## Written instruction
Can you lay out every line of the records below as a Markdown table with the columns "No." and "Line", numbering the rows and skipping blank lines? Leave the pictures out of it.
============================================================
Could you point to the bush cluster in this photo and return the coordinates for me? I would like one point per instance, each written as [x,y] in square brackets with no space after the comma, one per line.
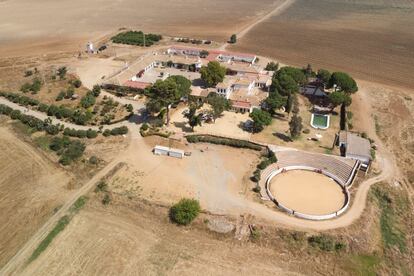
[20,99]
[68,150]
[115,131]
[185,211]
[136,38]
[33,87]
[29,120]
[223,141]
[326,243]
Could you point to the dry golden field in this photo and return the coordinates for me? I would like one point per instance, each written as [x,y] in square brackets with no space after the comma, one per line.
[31,187]
[44,25]
[372,40]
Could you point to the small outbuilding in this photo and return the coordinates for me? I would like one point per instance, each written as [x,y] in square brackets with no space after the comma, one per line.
[161,150]
[355,147]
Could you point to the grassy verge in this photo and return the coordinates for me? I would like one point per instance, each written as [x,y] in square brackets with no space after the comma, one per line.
[391,219]
[223,141]
[59,227]
[363,265]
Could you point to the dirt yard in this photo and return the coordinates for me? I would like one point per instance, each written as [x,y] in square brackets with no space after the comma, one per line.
[278,132]
[307,192]
[31,188]
[370,39]
[228,125]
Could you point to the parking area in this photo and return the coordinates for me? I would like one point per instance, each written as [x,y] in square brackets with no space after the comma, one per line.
[161,73]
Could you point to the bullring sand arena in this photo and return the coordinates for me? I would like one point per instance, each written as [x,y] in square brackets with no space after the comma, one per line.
[307,192]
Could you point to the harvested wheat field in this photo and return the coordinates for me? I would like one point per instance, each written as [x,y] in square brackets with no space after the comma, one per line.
[372,40]
[31,187]
[307,192]
[75,22]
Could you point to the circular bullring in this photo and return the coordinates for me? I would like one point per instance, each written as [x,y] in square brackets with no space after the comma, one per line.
[307,193]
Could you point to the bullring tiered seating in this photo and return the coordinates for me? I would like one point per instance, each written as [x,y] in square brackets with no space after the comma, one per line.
[338,166]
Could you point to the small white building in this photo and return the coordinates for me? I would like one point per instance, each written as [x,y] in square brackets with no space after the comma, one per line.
[355,147]
[161,150]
============================================================
## Solution to the exercise
| No. | Line |
|---|---|
| 1 | Could you point to the bush cluster in this photo and return the coordinates for me? I would like one point per instance, each written as [x,y] in square brackets with no space after the comma, one per line. |
| 2 | [20,99] |
| 3 | [68,150] |
| 4 | [115,131] |
| 5 | [185,211] |
| 6 | [136,38] |
| 7 | [33,87] |
| 8 | [29,120] |
| 9 | [223,141] |
| 10 | [326,243] |
| 11 | Could you point to the dry golden field in this photo and return the coordinates for me? I would like one point per instance, each written as [x,y] in square brackets with no space after the comma, one per line. |
| 12 | [31,187] |
| 13 | [44,25] |
| 14 | [372,40] |
| 15 | Could you point to the small outbuilding in this photo and return the coordinates for me? I would like one point per instance, each written as [x,y] in square brackets with no space after the comma, one per line. |
| 16 | [161,150] |
| 17 | [355,147] |
| 18 | Could you point to the grassy verge in this photo and return the coordinates for me? I would like one point per instance, each written as [x,y] in square brackets with no space after the comma, one per line. |
| 19 | [391,219] |
| 20 | [223,141] |
| 21 | [59,227] |
| 22 | [363,265] |
| 23 | Could you point to the dirt yard in this photo and return the coordinates for me? I would like one point per instance, each written as [x,y] in square brackets with no space after the comma, one per line. |
| 24 | [278,132] |
| 25 | [307,192] |
| 26 | [31,188] |
| 27 | [370,39] |
| 28 | [228,125] |
| 29 | Could you point to the parking area in this photo and return the coordinates for me? I would like one point per instance, each written as [x,y] in square brackets with no space after the comma, one per line. |
| 30 | [161,73] |
| 31 | Could you point to the bullring sand arena in this photo and return the coordinates for me? I would like one point per instance, each written as [x,y] in square brackets with no space after the comma, one per line. |
| 32 | [307,192] |
| 33 | Could you point to the harvested wheat field in this photo and return the coordinates for me? I would like one point per instance, each written as [x,y] in square brackets with no space after the comma, one per line. |
| 34 | [372,40] |
| 35 | [31,187] |
| 36 | [307,192] |
| 37 | [75,22] |
| 38 | Could you point to the circular bullring in this photo and return the coordinates for me? I would like one point per instance, each written as [x,y] in square brackets with no space after the comma, one per line. |
| 39 | [307,193] |
| 40 | Could you point to the bullring tiered seating in this photo and return the coordinates for me? I would like one point per instance, each written as [x,y] in square brackets with no space after the comma, one per line. |
| 41 | [338,166] |
| 42 | Could you point to the small white building in this photo and return the coordinates for me? I would like one point per instance, each written as [x,y] in square brackets with no space after the comma, one per line. |
| 43 | [355,147] |
| 44 | [161,150] |